### Extract
»»

Today as I watched the Sunday news and reviews, I was remembering an epiphany I had a couple of years ago. I was out walking my dog and enjoying the sunrise and the wildflowers. It was spring and the natural world was full of early morning promise. But there was some troubling news that had been drawing the world’s attention and I was pondering… wondering…if the world were coming to an end would I drink? And I was surprised to find that if I put myself in that situation in my imagination I would not. If it were the last day of planet earth I would not drown my sorrows in liquid oblivion. I would not say
What’s the point in sobriety? Tomorrow isn’t coming …
This was quite a surprise to me because just a couple of years earlier I had felt like sobriety was a sort of death. The death of my favorite part of me. The death of my spark and creative core. I had felt like stopping drinking was a curse that I had no choice but to accept, as the only thing worse than no longer drinking, was continuing to be a closet drunk.
When I was about three weeks sober I read the book Unwasted-My Lush Sobriety by Sacha Scoblic. I found the book terribly funny which was something that I needed at three weeks alcohol-free. I was feeling empty and raw and a little bit unhinged and I needed someone to help me laugh out loud at myself. I was not feeling funny.

««

### Recorded data
»»

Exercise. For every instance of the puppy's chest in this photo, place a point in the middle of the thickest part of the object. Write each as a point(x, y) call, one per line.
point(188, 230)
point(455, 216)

««

### Problems to solve
**A.** In the sobriety extract, what book did the writer read at about three weeks sober?
**B.** Write out the passage from the sobriety extract, starting with "When I was about" and going on through "not feeling funny.".

### Solutions by task
**A.** Unwasted-My Lush Sobriety by Sacha Scoblic.

**B.**
When I was about three weeks sober I read the book Unwasted-My Lush Sobriety by Sacha Scoblic. I found the book terribly funny which was something that I needed at three weeks alcohol-free. I was feeling empty and raw and a little bit unhinged and I needed someone to help me laugh out loud at myself. I was not feeling funny.